**Exercise description:** Reproduce word for word the entries from the line containing "put a marker on the green grass patch" through the last line of the entries, including both of those lines.
######
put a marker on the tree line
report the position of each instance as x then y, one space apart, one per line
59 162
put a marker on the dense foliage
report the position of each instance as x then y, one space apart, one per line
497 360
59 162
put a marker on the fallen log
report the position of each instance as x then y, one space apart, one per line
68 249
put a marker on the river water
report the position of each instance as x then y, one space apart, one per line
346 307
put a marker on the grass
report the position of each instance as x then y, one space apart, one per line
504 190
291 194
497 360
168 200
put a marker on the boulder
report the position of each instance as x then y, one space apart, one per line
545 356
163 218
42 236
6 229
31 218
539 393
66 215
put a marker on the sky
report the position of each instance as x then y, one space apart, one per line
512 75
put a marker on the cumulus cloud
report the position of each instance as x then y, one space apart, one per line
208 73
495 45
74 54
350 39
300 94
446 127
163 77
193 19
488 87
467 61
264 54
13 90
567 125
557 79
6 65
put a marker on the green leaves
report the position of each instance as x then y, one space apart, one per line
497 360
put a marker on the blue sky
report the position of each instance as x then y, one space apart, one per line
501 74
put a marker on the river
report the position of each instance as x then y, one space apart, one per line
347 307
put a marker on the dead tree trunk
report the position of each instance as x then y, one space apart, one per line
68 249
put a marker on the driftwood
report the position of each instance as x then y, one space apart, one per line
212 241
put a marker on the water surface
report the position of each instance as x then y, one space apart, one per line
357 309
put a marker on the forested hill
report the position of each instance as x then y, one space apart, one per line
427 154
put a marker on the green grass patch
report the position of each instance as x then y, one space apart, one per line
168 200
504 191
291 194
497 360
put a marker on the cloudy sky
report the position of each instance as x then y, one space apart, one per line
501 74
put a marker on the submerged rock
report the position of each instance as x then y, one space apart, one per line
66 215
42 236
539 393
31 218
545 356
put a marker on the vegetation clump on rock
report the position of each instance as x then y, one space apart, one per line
######
**Solution:**
put a marker on the green grass patch
report the position of each instance as x then y, one space apart, one per line
168 200
504 191
291 194
497 360
put a marker on the cloudy sky
report the position of each instance as x then y, one space apart, one per line
501 74
put a marker on the submerged rock
report the position of each instance as x then y, one space apart, one per line
66 215
42 236
539 393
31 218
545 356
put a marker on the vegetation clump on rock
report the position of each instance as x then y, one space apart, one per line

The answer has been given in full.